RECORDS PROVIDED:

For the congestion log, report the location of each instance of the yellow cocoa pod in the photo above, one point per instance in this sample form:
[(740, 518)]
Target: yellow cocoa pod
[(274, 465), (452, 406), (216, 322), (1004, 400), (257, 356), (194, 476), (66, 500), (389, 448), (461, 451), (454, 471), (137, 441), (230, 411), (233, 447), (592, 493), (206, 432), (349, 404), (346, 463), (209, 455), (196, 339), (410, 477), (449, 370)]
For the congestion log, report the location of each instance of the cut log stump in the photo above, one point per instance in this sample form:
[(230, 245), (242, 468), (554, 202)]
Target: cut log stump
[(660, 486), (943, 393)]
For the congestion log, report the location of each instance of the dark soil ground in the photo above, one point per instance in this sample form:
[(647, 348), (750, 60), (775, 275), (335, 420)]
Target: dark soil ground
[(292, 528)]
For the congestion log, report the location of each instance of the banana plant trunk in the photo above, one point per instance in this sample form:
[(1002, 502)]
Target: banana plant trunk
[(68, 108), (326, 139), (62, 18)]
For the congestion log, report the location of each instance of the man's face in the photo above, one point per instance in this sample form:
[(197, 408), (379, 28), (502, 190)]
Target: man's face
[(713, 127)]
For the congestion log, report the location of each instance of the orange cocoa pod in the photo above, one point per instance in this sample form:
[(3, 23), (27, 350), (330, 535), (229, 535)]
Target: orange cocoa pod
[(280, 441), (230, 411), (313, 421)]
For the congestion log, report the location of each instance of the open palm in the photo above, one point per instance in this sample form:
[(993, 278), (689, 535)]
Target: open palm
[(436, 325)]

GOAL OF THE EXERCISE: Give the material again, complete and unaltered.

ANSWER SPACE:
For the congestion log, report the location of each instance of the yellow cocoa pod in the photo above, one point per instance in this sample form:
[(740, 518)]
Target: yellow cocoa pod
[(274, 465), (452, 406), (216, 322), (1004, 400), (257, 356), (194, 476), (66, 500), (389, 448), (461, 451), (454, 471), (137, 441), (230, 411), (233, 447), (592, 493), (206, 432), (349, 404), (346, 463), (209, 455), (196, 339), (410, 477), (449, 370)]
For the congestion log, report the location of each instance of the cut log stump in the photo above, one point per instance in this sample form:
[(230, 245), (242, 468), (554, 202)]
Target: cut log stump
[(660, 486), (943, 393)]
For the congestion log, report the location of each instance of the dark soil ground in the photo above, one point per instance in this sample form:
[(647, 348), (750, 60), (775, 275), (335, 420)]
Target: dark soil ground
[(292, 528)]
For the congestion log, report the location of each instance of the banana plant trunk in the photo above, one point per instance in this sample form:
[(1002, 502)]
Target: banana plant trunk
[(68, 108), (326, 139), (62, 18)]
For the congestion log, report the location of each instance of the man's face in the photo above, one point per instance in this sample form:
[(197, 408), (379, 28), (502, 190)]
Target: man's face
[(713, 127)]
For the congestion log, report the location of each instance of the orange cocoa pod in the photo above, one point per instance in this sample form:
[(3, 23), (27, 350), (330, 535), (229, 535)]
Target: orange cocoa pod
[(280, 441), (230, 411), (313, 421)]
For the congestion log, report the location of each instance of the open palm in the photo above, one point per instance in this sample form:
[(993, 278), (689, 535)]
Target: open palm
[(436, 325)]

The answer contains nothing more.